• _EXERCISE DIRECTIONS_: Exactly repeat the line that contains "Practice. Identify the black slate", then every line after it up to and including the final line.

• _RECORD SET_:
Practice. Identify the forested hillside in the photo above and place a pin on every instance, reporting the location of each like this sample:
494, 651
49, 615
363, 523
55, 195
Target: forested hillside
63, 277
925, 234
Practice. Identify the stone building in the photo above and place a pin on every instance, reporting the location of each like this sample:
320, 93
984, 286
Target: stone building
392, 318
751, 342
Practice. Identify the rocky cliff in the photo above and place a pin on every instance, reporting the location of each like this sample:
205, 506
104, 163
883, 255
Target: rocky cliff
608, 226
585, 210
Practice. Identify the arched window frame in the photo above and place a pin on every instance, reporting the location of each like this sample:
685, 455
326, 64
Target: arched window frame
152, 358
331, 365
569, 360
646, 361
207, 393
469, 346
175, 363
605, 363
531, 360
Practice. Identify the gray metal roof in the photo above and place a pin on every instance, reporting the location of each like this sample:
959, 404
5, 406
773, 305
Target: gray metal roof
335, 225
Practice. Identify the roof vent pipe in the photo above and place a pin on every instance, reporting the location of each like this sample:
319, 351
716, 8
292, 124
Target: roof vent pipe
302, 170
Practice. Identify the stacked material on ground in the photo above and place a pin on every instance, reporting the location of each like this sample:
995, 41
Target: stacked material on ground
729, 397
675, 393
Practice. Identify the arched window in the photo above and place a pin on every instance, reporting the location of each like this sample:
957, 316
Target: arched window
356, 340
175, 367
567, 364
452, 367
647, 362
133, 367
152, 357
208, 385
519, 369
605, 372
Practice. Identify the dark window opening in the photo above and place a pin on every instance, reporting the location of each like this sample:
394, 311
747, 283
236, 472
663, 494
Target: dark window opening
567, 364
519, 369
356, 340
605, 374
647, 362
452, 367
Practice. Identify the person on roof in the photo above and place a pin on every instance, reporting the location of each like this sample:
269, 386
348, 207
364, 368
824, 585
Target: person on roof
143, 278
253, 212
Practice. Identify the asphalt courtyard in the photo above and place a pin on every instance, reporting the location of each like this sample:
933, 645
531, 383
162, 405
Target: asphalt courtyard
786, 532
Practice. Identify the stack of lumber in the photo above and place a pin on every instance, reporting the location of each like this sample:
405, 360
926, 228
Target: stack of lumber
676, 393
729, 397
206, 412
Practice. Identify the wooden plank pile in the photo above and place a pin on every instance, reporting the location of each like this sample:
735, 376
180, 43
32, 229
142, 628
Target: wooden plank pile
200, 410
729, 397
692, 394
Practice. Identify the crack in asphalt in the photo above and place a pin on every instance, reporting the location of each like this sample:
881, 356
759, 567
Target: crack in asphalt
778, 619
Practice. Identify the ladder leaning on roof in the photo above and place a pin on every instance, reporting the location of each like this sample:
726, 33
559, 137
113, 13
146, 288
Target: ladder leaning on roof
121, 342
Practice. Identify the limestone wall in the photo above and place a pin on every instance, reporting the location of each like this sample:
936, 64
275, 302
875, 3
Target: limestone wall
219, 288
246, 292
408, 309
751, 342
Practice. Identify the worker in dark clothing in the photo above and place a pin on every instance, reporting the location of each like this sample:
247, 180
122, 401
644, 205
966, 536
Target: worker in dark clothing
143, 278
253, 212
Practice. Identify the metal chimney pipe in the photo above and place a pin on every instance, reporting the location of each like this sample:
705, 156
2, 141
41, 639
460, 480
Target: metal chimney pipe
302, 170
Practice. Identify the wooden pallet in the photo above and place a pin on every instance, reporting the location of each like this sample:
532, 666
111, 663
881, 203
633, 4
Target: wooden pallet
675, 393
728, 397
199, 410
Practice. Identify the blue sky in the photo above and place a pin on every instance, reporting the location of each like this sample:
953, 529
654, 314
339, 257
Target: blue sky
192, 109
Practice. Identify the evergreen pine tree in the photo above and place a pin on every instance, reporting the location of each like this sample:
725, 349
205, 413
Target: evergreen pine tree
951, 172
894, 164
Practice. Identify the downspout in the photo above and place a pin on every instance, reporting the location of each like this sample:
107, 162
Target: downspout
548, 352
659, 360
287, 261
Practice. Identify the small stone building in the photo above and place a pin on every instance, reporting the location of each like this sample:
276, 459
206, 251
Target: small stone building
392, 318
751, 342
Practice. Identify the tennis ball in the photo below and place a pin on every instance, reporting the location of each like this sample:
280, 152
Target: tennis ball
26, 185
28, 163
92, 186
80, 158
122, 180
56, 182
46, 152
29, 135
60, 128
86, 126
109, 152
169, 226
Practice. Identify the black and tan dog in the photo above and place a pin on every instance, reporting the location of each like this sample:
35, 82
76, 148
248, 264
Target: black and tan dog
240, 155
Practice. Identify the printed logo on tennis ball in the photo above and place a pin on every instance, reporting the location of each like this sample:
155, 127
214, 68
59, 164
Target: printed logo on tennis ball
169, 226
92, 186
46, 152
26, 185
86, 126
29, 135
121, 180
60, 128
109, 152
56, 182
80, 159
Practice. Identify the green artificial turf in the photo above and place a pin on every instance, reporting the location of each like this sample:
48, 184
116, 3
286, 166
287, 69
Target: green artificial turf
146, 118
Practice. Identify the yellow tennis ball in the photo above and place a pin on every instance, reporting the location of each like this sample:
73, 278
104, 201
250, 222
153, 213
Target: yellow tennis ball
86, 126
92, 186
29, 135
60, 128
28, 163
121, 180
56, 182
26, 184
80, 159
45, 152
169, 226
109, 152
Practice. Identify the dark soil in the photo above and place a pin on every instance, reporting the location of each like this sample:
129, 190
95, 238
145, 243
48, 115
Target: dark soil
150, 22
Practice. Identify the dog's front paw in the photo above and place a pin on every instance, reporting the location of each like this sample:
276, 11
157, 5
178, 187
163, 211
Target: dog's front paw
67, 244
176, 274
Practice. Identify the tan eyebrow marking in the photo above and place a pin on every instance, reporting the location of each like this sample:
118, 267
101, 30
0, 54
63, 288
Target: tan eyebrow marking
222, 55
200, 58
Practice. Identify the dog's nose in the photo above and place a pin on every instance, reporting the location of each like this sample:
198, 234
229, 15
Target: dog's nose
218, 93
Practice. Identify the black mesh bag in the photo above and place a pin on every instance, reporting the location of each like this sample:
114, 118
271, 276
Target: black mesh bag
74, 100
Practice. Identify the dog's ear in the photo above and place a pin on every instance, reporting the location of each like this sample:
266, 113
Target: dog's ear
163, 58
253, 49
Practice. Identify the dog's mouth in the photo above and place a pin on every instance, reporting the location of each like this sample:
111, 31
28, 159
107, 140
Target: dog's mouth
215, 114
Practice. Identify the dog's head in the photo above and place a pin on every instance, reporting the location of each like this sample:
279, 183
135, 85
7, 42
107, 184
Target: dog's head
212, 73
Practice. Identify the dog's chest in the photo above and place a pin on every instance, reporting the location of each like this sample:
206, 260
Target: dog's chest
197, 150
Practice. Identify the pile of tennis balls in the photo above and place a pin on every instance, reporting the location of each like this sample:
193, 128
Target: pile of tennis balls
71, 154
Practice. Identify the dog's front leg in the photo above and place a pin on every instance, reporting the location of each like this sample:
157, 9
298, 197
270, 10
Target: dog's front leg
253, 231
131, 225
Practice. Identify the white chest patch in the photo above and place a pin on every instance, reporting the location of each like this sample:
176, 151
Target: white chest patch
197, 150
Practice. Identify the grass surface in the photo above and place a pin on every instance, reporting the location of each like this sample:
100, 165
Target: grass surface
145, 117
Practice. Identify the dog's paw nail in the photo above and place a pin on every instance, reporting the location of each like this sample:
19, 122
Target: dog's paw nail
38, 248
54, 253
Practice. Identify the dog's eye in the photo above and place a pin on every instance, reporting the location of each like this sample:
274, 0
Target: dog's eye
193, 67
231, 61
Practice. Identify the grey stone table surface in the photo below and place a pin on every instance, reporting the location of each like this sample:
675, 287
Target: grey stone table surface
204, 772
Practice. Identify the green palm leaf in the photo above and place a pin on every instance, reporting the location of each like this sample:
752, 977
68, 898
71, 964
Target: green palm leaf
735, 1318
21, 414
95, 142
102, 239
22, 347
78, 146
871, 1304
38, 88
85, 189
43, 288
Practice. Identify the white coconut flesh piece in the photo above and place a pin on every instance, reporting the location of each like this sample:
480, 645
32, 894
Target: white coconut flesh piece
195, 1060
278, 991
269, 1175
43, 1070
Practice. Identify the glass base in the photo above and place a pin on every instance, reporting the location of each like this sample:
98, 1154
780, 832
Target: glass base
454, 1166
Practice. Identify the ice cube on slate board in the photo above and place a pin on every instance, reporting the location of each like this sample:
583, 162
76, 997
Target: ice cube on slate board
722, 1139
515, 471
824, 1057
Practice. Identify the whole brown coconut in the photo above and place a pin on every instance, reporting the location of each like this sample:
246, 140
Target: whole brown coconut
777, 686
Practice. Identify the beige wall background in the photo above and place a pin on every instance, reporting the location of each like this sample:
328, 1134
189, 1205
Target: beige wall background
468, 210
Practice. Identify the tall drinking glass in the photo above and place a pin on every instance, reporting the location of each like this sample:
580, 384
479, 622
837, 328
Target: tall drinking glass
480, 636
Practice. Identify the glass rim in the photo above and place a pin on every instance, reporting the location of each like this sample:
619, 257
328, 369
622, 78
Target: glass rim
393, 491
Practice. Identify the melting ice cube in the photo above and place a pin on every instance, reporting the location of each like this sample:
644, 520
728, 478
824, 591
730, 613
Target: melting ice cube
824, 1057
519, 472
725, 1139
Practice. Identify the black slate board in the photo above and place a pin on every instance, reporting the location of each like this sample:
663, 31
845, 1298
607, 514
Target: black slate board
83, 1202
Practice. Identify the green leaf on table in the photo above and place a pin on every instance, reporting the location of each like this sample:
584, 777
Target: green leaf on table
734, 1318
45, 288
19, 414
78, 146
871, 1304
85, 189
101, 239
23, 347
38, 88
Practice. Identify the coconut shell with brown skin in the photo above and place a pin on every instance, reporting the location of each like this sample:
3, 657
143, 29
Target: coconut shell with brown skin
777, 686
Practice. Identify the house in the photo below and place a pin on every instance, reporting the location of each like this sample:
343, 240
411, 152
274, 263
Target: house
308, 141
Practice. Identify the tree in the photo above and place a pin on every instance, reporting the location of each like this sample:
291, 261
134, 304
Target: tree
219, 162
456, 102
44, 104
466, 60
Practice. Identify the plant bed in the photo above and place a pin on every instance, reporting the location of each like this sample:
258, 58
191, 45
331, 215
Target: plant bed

• _REPLY_:
Practice. Identify the black slate board in the photo above and place a pin on every instance, reporting the location of each like this sample:
663, 31
845, 1298
607, 514
Target: black slate board
83, 1202
Practice. Identify the green leaf on table in the photo above and place a pin on every instance, reporting the location of each like this sample:
584, 777
Target: green leaf on table
734, 1318
45, 288
19, 414
78, 146
871, 1304
85, 189
101, 239
23, 347
38, 88
Practice. Identify the coconut shell with brown skin in the photo above and place a pin on every instance, reporting the location of each like this sample:
3, 657
143, 29
Target: coconut shell with brown skin
777, 686
Practice. Identify the house in the photo below and place a pin on every instance, reporting the location of each like this sample:
343, 240
411, 152
274, 263
Target: house
308, 141
Practice. Identify the tree in the photo above and place a pin on every instance, reporting the location of each like this sample:
291, 261
134, 304
Target: tree
219, 162
456, 102
44, 104
466, 60
Practice. Identify the plant bed in the photo above and place a pin on every instance, reporting the location of each like this sample:
258, 58
191, 45
331, 215
Target: plant bed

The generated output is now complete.